Set problem: Take the line that contains "Crop-scouting request: mark the ceiling fan light" as the first line and the final line of the records as the last; return exactly those lines and the lines between.

Task material:
________________________

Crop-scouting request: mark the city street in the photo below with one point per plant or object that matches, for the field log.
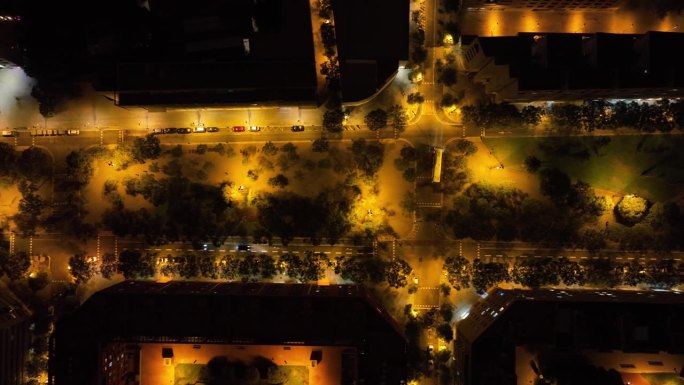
(510, 22)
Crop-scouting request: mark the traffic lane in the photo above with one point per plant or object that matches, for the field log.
(179, 248)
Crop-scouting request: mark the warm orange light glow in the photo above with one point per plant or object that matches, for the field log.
(493, 22)
(529, 23)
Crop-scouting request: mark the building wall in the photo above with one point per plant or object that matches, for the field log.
(502, 87)
(544, 5)
(14, 343)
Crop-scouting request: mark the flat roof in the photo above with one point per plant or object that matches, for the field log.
(219, 53)
(372, 37)
(230, 314)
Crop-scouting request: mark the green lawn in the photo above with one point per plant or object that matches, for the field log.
(651, 166)
(190, 374)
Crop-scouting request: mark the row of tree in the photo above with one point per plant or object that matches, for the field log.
(311, 267)
(488, 212)
(535, 272)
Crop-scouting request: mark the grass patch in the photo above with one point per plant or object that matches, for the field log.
(651, 166)
(185, 374)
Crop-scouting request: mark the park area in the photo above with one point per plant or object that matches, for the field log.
(218, 364)
(646, 165)
(322, 191)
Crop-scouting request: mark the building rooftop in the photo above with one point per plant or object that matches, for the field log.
(226, 313)
(372, 40)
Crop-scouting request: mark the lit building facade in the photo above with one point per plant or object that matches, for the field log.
(148, 333)
(628, 332)
(15, 338)
(573, 66)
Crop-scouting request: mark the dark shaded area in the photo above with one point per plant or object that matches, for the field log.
(372, 40)
(556, 66)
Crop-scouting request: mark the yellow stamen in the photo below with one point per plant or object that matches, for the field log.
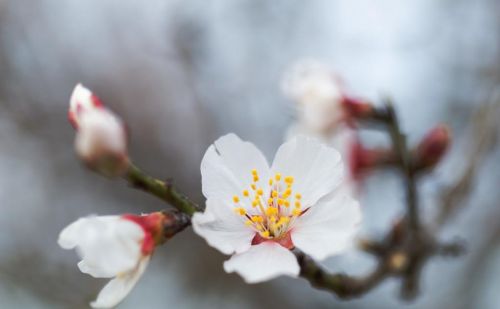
(257, 219)
(270, 211)
(241, 211)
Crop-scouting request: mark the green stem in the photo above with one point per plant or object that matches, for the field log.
(161, 189)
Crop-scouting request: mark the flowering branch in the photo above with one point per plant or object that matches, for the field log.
(266, 222)
(164, 190)
(408, 245)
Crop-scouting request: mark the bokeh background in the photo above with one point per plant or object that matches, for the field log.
(183, 72)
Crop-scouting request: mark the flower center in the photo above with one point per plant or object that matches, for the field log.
(272, 212)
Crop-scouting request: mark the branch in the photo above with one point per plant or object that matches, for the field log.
(406, 247)
(342, 285)
(163, 190)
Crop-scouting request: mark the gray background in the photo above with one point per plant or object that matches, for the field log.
(182, 73)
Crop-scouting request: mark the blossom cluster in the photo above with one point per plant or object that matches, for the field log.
(257, 211)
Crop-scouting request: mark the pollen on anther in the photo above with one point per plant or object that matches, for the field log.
(240, 211)
(257, 219)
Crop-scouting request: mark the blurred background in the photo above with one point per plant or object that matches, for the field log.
(182, 73)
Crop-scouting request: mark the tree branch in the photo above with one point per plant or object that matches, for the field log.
(164, 190)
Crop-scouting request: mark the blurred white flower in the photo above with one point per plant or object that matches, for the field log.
(117, 247)
(101, 138)
(318, 95)
(82, 100)
(258, 213)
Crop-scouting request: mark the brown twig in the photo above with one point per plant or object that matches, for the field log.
(402, 253)
(164, 190)
(407, 246)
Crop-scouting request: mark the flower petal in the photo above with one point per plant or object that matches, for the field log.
(227, 165)
(108, 245)
(263, 262)
(317, 168)
(329, 227)
(69, 236)
(222, 228)
(118, 288)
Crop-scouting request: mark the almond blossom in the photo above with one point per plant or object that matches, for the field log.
(318, 95)
(258, 213)
(101, 138)
(117, 247)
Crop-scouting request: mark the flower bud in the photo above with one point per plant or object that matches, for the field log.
(317, 93)
(101, 138)
(432, 148)
(81, 100)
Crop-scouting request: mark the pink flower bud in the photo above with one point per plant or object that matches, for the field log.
(81, 100)
(101, 138)
(357, 109)
(432, 147)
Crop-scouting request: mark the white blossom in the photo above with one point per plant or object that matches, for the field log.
(100, 133)
(258, 212)
(318, 95)
(110, 247)
(101, 138)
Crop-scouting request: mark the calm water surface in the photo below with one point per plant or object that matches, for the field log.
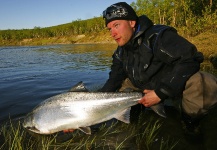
(28, 75)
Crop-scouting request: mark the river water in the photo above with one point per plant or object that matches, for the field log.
(30, 74)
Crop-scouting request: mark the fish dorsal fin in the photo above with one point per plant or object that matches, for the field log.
(124, 115)
(79, 87)
(86, 130)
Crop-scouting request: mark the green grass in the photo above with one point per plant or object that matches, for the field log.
(116, 135)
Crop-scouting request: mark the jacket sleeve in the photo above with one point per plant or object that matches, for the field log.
(116, 75)
(182, 58)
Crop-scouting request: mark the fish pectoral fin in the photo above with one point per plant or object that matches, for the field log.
(79, 87)
(86, 130)
(124, 115)
(159, 109)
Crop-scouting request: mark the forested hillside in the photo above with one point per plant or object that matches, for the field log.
(190, 17)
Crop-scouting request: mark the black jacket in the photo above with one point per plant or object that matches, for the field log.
(156, 58)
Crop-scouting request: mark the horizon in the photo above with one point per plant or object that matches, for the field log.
(25, 14)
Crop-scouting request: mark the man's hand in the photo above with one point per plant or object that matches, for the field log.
(150, 98)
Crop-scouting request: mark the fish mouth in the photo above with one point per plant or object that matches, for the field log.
(33, 129)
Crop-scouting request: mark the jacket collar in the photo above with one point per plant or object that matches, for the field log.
(143, 24)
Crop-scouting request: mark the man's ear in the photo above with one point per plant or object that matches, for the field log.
(132, 23)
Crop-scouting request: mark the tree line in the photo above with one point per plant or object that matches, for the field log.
(190, 16)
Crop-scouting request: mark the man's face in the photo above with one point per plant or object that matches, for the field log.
(121, 30)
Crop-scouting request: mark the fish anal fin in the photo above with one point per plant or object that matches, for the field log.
(79, 87)
(124, 115)
(86, 130)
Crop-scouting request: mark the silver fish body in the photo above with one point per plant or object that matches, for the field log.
(79, 109)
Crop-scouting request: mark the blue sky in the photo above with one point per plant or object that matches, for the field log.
(27, 14)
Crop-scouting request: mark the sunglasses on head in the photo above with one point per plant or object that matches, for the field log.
(114, 11)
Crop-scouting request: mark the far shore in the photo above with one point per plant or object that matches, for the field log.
(205, 42)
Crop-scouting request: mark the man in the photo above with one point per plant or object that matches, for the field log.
(154, 59)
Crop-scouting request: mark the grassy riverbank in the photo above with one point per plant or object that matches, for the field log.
(205, 42)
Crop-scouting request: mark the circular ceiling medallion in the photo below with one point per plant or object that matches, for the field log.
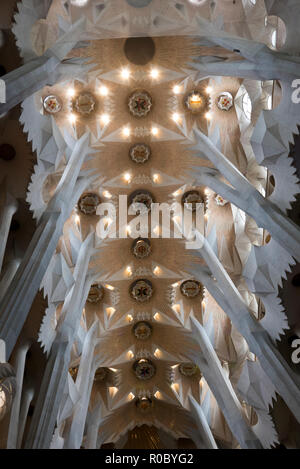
(144, 369)
(188, 369)
(141, 197)
(195, 102)
(142, 330)
(141, 248)
(139, 50)
(52, 104)
(100, 375)
(7, 152)
(192, 197)
(96, 293)
(140, 103)
(191, 288)
(141, 290)
(73, 372)
(140, 153)
(225, 101)
(144, 404)
(84, 104)
(88, 203)
(220, 201)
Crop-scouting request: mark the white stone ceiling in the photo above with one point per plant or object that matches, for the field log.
(231, 232)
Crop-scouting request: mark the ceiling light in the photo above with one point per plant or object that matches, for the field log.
(105, 119)
(125, 73)
(103, 90)
(127, 177)
(176, 117)
(110, 311)
(71, 92)
(72, 118)
(126, 132)
(154, 73)
(107, 195)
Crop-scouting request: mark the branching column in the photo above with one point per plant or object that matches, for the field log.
(56, 372)
(20, 294)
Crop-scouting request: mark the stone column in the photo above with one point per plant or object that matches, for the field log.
(245, 196)
(19, 296)
(84, 382)
(93, 428)
(8, 274)
(56, 372)
(221, 388)
(26, 401)
(19, 361)
(201, 422)
(35, 74)
(228, 297)
(8, 209)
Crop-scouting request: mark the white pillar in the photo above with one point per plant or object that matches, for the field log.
(245, 196)
(19, 362)
(221, 388)
(93, 428)
(26, 401)
(225, 293)
(56, 372)
(201, 422)
(84, 381)
(19, 296)
(8, 274)
(7, 212)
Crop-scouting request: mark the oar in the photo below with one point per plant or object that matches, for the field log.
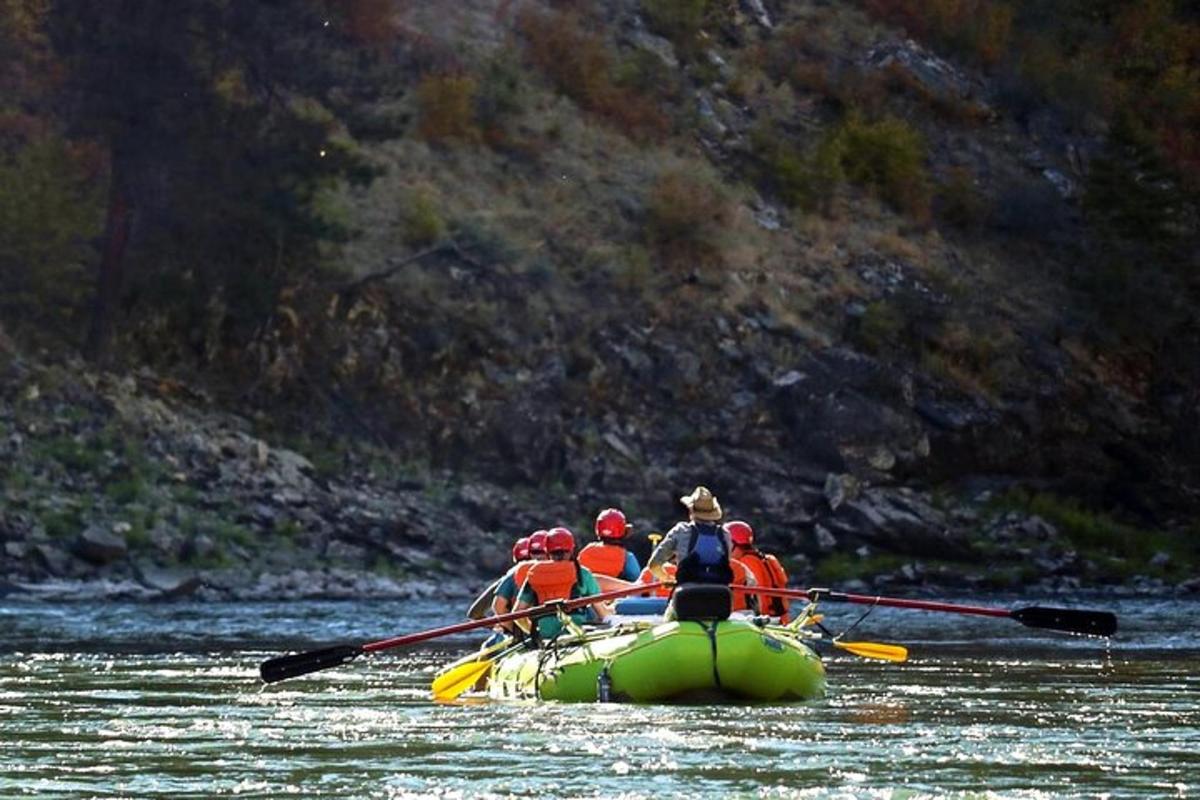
(461, 677)
(1071, 620)
(301, 663)
(479, 608)
(876, 650)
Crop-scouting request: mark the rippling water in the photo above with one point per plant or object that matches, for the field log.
(135, 701)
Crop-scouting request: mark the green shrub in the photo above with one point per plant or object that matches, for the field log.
(803, 180)
(579, 65)
(888, 156)
(498, 98)
(684, 220)
(958, 202)
(421, 223)
(49, 214)
(679, 20)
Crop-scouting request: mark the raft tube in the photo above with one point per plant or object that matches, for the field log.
(697, 661)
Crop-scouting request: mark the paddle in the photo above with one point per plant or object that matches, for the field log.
(876, 650)
(479, 608)
(1071, 620)
(865, 649)
(461, 675)
(301, 663)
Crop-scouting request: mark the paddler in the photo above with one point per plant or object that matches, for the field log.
(507, 593)
(767, 570)
(607, 555)
(701, 546)
(743, 578)
(561, 577)
(669, 570)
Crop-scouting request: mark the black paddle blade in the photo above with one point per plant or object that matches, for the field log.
(301, 663)
(1068, 619)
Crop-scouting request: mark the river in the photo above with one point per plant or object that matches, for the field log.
(162, 701)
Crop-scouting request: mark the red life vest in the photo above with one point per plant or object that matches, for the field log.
(521, 571)
(552, 579)
(741, 577)
(604, 559)
(648, 577)
(767, 572)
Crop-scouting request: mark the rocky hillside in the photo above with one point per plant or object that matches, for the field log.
(617, 250)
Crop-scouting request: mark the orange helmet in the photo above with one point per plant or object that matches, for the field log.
(521, 549)
(739, 533)
(538, 542)
(611, 524)
(559, 540)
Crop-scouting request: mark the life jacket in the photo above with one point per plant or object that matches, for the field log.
(648, 577)
(521, 571)
(706, 558)
(767, 572)
(741, 578)
(604, 559)
(552, 579)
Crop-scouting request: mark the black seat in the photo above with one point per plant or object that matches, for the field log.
(702, 601)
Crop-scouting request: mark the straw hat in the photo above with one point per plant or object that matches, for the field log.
(702, 504)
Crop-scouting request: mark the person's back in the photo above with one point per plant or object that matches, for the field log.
(767, 570)
(700, 547)
(706, 554)
(558, 578)
(743, 578)
(669, 571)
(609, 555)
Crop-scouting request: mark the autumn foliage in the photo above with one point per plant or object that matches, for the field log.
(579, 64)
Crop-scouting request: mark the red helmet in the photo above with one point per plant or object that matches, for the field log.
(538, 542)
(739, 531)
(559, 540)
(521, 549)
(611, 524)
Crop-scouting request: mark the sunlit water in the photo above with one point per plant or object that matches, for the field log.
(135, 701)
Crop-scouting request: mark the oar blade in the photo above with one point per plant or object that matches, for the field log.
(301, 663)
(459, 679)
(875, 650)
(1071, 620)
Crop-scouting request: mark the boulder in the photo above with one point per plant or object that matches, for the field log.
(53, 559)
(168, 584)
(99, 546)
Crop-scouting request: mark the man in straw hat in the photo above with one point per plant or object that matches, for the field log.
(701, 546)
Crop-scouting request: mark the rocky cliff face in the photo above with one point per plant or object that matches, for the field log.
(139, 487)
(883, 394)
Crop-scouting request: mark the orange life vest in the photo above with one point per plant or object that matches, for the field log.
(648, 577)
(767, 572)
(741, 577)
(552, 579)
(604, 559)
(521, 571)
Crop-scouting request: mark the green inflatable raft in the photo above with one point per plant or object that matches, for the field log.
(678, 661)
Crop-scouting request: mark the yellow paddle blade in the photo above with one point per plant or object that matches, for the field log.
(874, 650)
(459, 679)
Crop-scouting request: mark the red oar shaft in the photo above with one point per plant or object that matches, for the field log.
(1072, 620)
(893, 602)
(460, 627)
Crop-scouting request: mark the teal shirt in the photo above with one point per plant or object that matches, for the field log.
(550, 626)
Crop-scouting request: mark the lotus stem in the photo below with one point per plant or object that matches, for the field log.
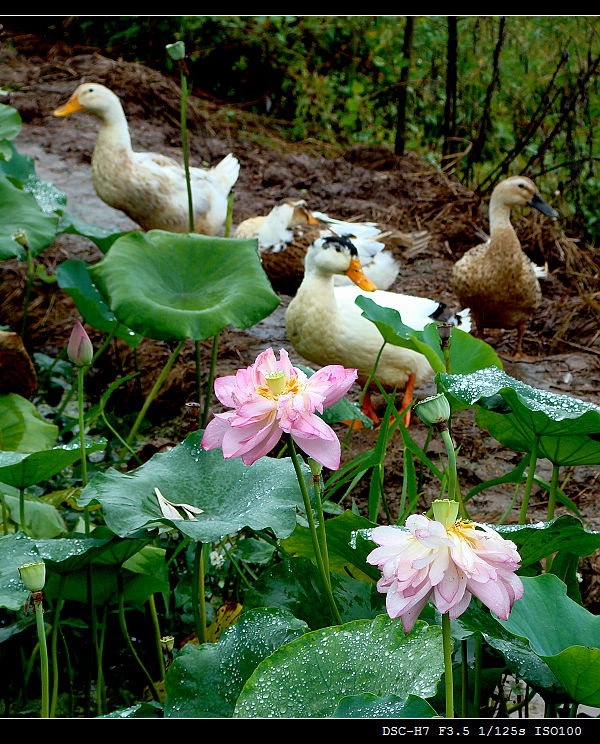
(211, 377)
(313, 532)
(152, 394)
(22, 508)
(551, 506)
(53, 645)
(198, 598)
(157, 634)
(529, 481)
(322, 531)
(448, 674)
(454, 493)
(37, 598)
(30, 275)
(123, 624)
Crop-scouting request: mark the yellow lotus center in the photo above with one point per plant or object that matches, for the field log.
(278, 384)
(463, 530)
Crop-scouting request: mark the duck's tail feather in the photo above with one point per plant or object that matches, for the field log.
(226, 172)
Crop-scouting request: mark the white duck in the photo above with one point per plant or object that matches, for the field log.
(286, 232)
(496, 279)
(149, 187)
(325, 326)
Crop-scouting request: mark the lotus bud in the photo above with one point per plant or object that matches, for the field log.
(276, 382)
(80, 349)
(33, 575)
(176, 50)
(434, 410)
(167, 642)
(445, 511)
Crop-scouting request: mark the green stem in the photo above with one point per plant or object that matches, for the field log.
(22, 508)
(54, 645)
(157, 635)
(152, 394)
(198, 599)
(313, 532)
(529, 481)
(477, 676)
(123, 624)
(186, 164)
(553, 488)
(4, 515)
(551, 506)
(322, 531)
(80, 376)
(30, 275)
(198, 379)
(448, 678)
(211, 377)
(453, 492)
(39, 616)
(464, 678)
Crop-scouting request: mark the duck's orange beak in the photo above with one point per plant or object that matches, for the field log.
(70, 106)
(356, 273)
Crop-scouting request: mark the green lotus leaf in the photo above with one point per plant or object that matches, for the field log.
(74, 278)
(205, 681)
(308, 677)
(21, 168)
(232, 495)
(22, 429)
(347, 545)
(22, 470)
(175, 286)
(102, 237)
(18, 549)
(296, 584)
(536, 541)
(467, 353)
(566, 429)
(368, 705)
(567, 639)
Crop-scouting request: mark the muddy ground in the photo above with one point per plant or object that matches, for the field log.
(360, 183)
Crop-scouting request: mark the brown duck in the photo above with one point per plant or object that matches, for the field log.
(495, 279)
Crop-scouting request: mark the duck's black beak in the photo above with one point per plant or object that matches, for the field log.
(544, 208)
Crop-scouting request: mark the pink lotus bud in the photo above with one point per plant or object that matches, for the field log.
(80, 349)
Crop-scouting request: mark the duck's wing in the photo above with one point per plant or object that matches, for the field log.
(415, 312)
(222, 176)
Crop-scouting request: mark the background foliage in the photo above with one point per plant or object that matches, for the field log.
(525, 98)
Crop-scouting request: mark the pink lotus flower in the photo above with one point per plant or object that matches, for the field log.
(270, 398)
(447, 561)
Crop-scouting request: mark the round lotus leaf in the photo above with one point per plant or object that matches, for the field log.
(175, 286)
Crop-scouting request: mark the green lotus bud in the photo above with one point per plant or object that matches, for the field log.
(433, 410)
(167, 642)
(176, 50)
(315, 467)
(445, 511)
(80, 349)
(33, 575)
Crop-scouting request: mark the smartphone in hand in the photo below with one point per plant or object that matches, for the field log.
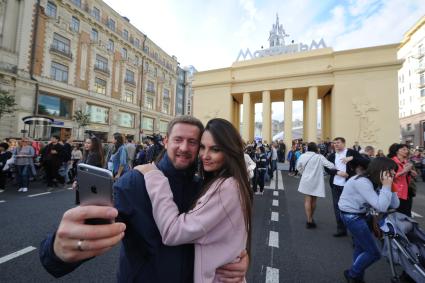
(95, 186)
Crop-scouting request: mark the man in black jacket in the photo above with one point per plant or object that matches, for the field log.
(4, 156)
(143, 256)
(346, 160)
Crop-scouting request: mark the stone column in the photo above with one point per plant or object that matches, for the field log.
(267, 117)
(312, 114)
(305, 118)
(246, 123)
(288, 118)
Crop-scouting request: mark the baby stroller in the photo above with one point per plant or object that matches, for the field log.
(404, 245)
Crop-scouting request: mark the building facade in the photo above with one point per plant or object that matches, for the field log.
(82, 55)
(180, 91)
(357, 90)
(411, 85)
(188, 92)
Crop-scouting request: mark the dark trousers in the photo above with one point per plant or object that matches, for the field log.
(3, 178)
(23, 175)
(292, 166)
(336, 194)
(405, 206)
(259, 180)
(52, 172)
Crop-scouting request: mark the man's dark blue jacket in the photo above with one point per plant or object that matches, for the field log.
(143, 257)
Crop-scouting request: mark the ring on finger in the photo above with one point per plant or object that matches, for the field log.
(79, 245)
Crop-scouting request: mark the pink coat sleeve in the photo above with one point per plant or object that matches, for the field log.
(193, 226)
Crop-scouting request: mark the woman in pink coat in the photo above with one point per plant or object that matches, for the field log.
(219, 223)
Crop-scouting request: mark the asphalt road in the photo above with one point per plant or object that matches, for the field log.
(282, 251)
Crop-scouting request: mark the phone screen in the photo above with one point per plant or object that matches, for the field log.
(95, 187)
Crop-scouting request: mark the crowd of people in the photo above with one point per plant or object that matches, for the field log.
(55, 162)
(167, 212)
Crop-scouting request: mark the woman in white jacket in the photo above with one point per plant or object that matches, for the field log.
(310, 165)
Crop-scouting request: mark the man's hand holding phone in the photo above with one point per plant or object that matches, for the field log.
(76, 241)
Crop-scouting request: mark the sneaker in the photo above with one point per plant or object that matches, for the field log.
(352, 279)
(340, 234)
(310, 225)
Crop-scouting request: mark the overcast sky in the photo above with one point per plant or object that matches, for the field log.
(208, 34)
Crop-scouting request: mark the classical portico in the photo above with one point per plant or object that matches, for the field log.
(357, 90)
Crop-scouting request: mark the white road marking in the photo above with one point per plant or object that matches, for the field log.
(414, 214)
(16, 254)
(275, 216)
(36, 195)
(272, 275)
(274, 239)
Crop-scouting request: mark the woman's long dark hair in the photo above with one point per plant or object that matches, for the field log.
(96, 148)
(119, 142)
(376, 167)
(227, 138)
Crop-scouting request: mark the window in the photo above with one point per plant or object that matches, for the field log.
(166, 94)
(124, 53)
(51, 9)
(166, 107)
(147, 123)
(61, 44)
(95, 13)
(125, 34)
(163, 126)
(77, 2)
(150, 87)
(110, 46)
(149, 101)
(101, 64)
(59, 72)
(126, 120)
(75, 24)
(111, 24)
(98, 114)
(94, 35)
(128, 96)
(54, 106)
(100, 86)
(129, 77)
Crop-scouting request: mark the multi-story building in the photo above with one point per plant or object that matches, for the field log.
(188, 105)
(180, 91)
(60, 56)
(411, 85)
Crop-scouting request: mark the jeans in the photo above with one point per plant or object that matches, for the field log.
(259, 179)
(23, 175)
(336, 194)
(366, 252)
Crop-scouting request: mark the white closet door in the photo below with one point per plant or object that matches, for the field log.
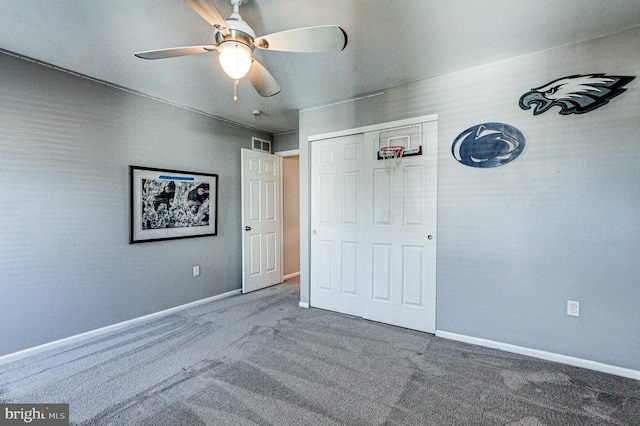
(373, 231)
(336, 224)
(402, 215)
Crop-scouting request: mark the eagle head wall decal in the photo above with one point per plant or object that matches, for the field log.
(575, 94)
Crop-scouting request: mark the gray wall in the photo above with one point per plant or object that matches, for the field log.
(65, 263)
(560, 222)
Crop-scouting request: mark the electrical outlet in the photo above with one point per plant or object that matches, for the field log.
(573, 308)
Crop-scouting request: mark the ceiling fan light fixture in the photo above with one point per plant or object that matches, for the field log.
(235, 58)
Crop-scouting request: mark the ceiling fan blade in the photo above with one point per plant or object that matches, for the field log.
(210, 13)
(262, 80)
(176, 51)
(329, 38)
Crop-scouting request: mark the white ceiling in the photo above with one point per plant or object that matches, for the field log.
(391, 42)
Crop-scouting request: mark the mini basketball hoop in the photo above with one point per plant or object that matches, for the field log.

________________________

Finished answer:
Crop-scouting request: mark the ceiling fan light fixture in the photo above with one point per plant or object that matches, for the field log.
(235, 58)
Crop-scouting request: mark the ceiling fan blade in the photo above with one point per plant or object that matches, for the field log.
(210, 13)
(262, 80)
(176, 51)
(329, 38)
Crop-scouting request: mark the white ceiling in the photo above with one point per plant or object that matches, for the field log.
(391, 42)
Crop-scouting request: mark the mini basketball hoop in the photo above with one point per plant or object that matches, for the field log.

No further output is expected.